Study text
============
Another COVID-19 outbreak at sea has forced a U.S. Navy destroyer to return to port.
Eighteen sailors from the Kidd, a destroyer underway in the eastern Pacific Ocean, have tested positive, the Navy announced Friday. The ship, which has a crew of about 350, is returning to port, according to Navy spokesperson Lt. Cmdr. Megan Isaac, who said operational security prevented her from identifying the destroyer’s destination. Its home port is Everett, Wash.
The Kidd is the second Navy ship to be sidelined by COVID-19, following the aircraft carrier Theodore Roosevelt, which was forced to extend a previously scheduled port call in Guam because of an outbreak that ultimately infected more than 800 sailors.
The destroyer left its last port of call, Pearl Harbor, Hawaii, on March 20, according to Isaac. The more than one-month gap between its departure from Pearl Harbor and the first COVID-19 diagnosis suggests that one or more sailors were infected while in Hawaii, but asymptomatic. The ship had previously visited Guam in mid-February, according to a Navy news release.
The Kidd was conducting independent counter-narcotic operations when the drama began Thursday, according to Isaac. After a sailor aboard the ship began displaying symptoms of COVID-19, the disease caused by the coronavirus, he was medically evacuated to San Antonio, where he tested positive, Defense Department spokesman Jonathan Hoffman said Friday.
Based on lessons learned from its Theodore Roosevelt experience, within 24 hours the Navy sent an eight-person “specialized medical evaluation team” to the ship, where the team began testing the rest of the crew and doing contact tracing, according to Hoffman.
============
Work request 1
In the news report on the Kidd outbreak, how large is the destroyer's crew?
Work request 2
Continue the news report on the Kidd outbreak after its last sentence.

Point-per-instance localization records
============
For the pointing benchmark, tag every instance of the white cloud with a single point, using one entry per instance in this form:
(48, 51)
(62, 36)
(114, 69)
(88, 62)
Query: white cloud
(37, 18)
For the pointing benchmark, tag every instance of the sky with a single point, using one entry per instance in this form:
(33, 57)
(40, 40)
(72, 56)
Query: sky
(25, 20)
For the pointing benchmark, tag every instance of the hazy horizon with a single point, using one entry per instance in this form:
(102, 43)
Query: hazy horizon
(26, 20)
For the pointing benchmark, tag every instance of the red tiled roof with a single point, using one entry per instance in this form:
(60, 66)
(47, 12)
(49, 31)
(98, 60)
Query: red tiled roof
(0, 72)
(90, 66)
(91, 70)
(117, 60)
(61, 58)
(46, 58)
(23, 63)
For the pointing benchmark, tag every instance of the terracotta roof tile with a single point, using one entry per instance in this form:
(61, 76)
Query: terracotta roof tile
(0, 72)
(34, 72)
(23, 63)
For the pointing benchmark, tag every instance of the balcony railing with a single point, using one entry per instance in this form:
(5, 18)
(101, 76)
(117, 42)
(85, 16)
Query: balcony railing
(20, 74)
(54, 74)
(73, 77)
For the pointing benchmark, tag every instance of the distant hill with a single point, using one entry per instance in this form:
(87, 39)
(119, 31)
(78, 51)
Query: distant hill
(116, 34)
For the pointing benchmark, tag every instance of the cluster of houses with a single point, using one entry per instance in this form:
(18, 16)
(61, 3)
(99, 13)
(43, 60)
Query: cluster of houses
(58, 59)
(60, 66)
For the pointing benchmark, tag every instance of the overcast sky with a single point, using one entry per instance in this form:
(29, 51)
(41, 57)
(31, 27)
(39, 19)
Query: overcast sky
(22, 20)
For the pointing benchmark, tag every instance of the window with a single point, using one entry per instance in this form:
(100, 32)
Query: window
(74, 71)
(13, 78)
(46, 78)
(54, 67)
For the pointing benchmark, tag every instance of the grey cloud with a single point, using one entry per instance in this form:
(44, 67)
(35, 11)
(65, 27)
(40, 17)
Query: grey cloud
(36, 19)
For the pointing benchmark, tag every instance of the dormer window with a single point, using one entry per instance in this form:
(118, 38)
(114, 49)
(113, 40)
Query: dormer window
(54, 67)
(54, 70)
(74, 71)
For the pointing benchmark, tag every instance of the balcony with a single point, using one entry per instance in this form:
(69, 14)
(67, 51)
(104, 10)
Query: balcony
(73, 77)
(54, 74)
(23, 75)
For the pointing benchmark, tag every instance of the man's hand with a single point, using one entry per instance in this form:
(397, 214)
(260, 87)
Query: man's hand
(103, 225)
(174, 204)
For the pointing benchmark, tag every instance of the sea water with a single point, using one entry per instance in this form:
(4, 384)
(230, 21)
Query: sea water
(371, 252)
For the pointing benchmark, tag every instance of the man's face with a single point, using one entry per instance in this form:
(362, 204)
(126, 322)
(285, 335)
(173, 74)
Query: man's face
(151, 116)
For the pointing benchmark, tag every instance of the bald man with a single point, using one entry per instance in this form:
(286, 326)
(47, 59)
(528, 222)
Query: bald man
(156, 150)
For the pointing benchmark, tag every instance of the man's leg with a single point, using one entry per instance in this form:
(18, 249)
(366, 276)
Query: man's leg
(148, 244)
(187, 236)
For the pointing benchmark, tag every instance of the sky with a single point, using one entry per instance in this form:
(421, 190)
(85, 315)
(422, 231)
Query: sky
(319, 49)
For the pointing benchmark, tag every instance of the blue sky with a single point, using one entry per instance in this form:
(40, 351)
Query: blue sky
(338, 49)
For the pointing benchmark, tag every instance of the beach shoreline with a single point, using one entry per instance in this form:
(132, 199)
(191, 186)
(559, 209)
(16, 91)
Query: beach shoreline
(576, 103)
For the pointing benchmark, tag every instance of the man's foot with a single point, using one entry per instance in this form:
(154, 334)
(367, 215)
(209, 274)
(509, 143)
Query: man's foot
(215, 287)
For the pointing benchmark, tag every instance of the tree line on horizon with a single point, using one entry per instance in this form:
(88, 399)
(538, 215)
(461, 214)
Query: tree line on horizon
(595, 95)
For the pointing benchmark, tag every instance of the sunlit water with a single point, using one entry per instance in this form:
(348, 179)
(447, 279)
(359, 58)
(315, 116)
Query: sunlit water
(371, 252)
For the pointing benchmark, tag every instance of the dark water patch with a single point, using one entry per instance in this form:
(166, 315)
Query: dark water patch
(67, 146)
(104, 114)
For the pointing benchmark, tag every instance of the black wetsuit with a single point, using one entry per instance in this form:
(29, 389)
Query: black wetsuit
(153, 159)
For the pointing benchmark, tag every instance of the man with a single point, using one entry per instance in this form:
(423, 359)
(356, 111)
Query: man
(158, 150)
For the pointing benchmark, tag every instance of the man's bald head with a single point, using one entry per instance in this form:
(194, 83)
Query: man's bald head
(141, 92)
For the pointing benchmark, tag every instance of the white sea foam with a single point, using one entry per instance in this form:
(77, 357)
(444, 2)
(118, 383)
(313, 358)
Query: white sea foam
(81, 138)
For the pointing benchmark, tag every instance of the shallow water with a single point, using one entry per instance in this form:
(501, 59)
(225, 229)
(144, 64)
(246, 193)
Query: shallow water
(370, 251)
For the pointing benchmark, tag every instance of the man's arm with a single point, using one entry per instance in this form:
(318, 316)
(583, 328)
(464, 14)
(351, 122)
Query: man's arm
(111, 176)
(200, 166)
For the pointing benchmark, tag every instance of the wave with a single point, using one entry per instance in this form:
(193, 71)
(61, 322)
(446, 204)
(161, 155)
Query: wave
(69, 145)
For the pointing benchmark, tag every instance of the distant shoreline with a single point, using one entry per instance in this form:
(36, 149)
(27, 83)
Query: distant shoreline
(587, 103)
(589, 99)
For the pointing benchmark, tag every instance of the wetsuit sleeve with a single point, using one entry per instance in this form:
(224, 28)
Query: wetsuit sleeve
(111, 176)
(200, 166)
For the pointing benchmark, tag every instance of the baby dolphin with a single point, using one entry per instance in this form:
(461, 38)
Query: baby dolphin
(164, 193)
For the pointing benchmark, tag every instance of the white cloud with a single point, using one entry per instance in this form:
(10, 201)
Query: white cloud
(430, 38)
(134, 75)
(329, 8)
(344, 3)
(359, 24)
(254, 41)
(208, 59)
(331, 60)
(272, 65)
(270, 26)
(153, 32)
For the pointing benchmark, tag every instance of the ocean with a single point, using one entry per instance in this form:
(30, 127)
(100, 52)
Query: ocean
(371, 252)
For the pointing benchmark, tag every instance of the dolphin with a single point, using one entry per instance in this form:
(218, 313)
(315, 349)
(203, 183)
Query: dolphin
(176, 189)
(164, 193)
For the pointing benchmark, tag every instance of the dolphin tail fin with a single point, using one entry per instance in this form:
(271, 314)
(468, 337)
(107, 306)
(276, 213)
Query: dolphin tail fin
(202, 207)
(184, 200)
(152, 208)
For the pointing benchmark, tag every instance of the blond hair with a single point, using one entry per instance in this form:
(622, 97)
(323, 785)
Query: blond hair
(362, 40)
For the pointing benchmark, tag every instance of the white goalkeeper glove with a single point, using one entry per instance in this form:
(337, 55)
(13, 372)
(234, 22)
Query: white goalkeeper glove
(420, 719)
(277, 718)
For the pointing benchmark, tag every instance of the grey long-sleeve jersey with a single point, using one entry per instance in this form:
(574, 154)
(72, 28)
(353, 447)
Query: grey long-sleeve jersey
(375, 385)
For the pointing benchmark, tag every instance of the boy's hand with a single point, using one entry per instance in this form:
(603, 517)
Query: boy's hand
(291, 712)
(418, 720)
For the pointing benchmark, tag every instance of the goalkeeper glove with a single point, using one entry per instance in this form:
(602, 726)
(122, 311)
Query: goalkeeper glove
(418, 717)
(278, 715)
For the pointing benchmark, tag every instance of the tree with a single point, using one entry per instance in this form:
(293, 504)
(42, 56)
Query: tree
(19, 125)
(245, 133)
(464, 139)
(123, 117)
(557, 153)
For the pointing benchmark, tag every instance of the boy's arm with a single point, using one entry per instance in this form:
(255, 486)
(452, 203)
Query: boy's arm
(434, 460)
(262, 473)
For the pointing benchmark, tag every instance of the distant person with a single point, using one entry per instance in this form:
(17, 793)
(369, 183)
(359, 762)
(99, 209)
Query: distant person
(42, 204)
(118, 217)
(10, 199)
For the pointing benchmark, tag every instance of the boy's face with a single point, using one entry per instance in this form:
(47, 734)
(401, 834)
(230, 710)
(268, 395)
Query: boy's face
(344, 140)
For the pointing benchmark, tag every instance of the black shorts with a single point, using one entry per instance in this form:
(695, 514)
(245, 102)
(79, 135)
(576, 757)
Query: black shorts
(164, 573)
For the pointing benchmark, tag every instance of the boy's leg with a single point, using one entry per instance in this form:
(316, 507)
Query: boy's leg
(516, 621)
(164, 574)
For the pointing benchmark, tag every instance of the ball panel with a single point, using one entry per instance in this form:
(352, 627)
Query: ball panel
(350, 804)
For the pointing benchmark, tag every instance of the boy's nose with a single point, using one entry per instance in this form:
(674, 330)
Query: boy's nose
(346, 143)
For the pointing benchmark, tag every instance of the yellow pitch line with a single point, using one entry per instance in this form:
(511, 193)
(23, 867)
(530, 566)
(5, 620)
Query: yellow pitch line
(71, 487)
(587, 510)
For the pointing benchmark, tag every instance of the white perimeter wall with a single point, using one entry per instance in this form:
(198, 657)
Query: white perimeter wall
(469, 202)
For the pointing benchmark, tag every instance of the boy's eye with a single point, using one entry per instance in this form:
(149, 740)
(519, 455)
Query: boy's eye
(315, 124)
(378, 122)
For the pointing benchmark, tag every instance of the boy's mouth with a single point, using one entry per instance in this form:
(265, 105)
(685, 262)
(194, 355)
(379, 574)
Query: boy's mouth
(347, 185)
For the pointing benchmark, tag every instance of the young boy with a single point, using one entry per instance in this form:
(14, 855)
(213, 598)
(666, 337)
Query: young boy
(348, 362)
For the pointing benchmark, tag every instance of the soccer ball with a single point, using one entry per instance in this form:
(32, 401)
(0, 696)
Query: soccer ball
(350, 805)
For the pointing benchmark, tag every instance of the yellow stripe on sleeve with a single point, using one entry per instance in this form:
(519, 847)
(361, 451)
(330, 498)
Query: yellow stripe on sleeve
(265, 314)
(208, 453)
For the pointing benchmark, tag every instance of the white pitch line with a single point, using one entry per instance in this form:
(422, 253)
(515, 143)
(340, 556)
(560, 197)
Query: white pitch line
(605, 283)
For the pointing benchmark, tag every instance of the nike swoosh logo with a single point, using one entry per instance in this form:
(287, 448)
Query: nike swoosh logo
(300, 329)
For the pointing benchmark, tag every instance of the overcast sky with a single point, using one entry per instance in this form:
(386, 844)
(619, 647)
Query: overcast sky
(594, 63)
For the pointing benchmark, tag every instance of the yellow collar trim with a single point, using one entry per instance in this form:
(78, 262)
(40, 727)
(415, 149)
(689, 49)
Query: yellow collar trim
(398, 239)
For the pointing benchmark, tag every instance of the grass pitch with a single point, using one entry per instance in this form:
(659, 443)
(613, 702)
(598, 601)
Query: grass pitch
============
Exercise answer 1
About 350 sailors.

Exercise answer 2
By Friday morning, 17 more sailors had tested positive, according to the Navy. “Testing continues, and we expect additional cases,” a Navy statement said. “All measures are being taken to evaluate the extent of the COVID-19 transmission on the ship.”
The ship is preparing to “quickly” return to port, “where [the team] will undertake efforts to clean the ship, they will remove a portion of the crew from the ship and work to get everybody back to health and get the ship back to sea,” Hoffman said. After the ship has been cleaned and disinfected in accordance with guidance from the Navy and the Centers for Disease Control and Prevention, “onboard test results will inform operational decisions,” the Navy statement said.
The sailor who was medically evacuated Thursday “is already improving and will self-isolate,” said Rear Adm. Don Gabrielson, commander of U.S. Naval Forces Southern Command and U.S. Fourth Fleet, in the Navy statement. “We are taking every precaution to ensure we identify, isolate, and prevent any further spread onboard the ship.”